Records shown |
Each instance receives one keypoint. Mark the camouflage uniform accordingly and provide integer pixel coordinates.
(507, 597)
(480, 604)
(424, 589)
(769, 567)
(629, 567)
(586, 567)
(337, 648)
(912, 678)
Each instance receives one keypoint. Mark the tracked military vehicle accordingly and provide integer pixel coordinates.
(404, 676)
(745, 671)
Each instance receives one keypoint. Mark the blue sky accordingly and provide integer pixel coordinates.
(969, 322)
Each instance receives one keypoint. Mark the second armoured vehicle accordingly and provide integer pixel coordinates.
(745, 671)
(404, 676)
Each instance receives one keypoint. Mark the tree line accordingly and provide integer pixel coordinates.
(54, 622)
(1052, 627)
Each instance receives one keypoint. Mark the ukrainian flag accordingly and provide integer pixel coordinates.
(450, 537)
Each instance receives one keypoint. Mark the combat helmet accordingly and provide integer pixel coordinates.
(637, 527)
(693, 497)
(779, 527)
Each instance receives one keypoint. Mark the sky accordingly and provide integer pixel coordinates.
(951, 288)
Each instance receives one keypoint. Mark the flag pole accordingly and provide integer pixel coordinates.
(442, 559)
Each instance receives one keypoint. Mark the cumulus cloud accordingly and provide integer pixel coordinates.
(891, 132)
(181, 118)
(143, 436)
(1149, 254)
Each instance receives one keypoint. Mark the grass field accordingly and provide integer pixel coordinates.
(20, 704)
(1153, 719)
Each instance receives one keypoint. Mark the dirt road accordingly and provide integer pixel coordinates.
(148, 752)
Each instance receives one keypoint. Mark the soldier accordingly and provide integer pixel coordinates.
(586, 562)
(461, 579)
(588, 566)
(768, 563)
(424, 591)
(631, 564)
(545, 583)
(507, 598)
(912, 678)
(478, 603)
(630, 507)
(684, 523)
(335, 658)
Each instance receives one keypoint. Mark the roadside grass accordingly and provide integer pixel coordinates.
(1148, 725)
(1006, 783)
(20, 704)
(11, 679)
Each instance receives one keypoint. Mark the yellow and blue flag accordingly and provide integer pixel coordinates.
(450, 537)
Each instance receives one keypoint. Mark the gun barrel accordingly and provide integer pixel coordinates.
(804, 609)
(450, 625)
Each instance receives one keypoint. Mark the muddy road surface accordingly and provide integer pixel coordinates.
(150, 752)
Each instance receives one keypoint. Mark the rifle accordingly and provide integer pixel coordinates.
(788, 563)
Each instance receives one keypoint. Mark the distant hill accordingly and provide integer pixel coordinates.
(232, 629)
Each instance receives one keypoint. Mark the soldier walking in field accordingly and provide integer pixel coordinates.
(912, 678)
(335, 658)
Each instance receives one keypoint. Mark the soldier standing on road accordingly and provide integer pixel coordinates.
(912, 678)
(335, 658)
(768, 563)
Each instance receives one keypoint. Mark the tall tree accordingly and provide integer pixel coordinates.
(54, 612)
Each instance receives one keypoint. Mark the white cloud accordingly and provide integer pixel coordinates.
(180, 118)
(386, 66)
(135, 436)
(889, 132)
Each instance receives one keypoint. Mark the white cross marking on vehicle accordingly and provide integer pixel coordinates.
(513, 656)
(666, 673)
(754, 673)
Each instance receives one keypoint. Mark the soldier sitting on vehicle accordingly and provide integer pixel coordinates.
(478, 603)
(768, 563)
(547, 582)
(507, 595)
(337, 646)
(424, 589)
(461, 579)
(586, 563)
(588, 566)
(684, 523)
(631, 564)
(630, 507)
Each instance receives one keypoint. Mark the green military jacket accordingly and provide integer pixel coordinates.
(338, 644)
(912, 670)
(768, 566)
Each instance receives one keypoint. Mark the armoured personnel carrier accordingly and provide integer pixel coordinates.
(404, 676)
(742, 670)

Task details | Put the records into a two-column CSV with the headers text and answer, starting with the line that contains "Each instance receives one keypoint. Mark the tall" and going on through the end of the records. Give one row per record, with each field in quotation marks and every line break turned into a space.

Solution to the problem |
text,answer
"Each instance receives one keypoint. Mark the tall tree accordingly and provide integer pixel coordinates.","(54, 612)"
"Each instance receives one keypoint. Mark the white cloud accordingly and provide integer pixel coordinates.","(180, 118) (386, 66) (135, 436) (889, 132)"
"Each instance receives one keypoint. Mark the white cross marking on vehicle accordingly and provide integer pixel coordinates.","(513, 656) (666, 673) (754, 673)"
"Each instance receives one keypoint. Mark the soldier sitting on vehicle accordingly and provide integer pixel coordinates.","(478, 603) (768, 563) (547, 582) (507, 595) (337, 646) (424, 589) (461, 579) (586, 563) (588, 566) (684, 523) (631, 564) (630, 507)"
"Each instance receives one keypoint. Mark the green military jacket accordingly and provide integer pixel coordinates.","(338, 644) (912, 670) (768, 566)"
"Each instance receives one keypoint. Mark the armoured personnel carrier accordingly and provide integer pixel coordinates.","(404, 676) (742, 670)"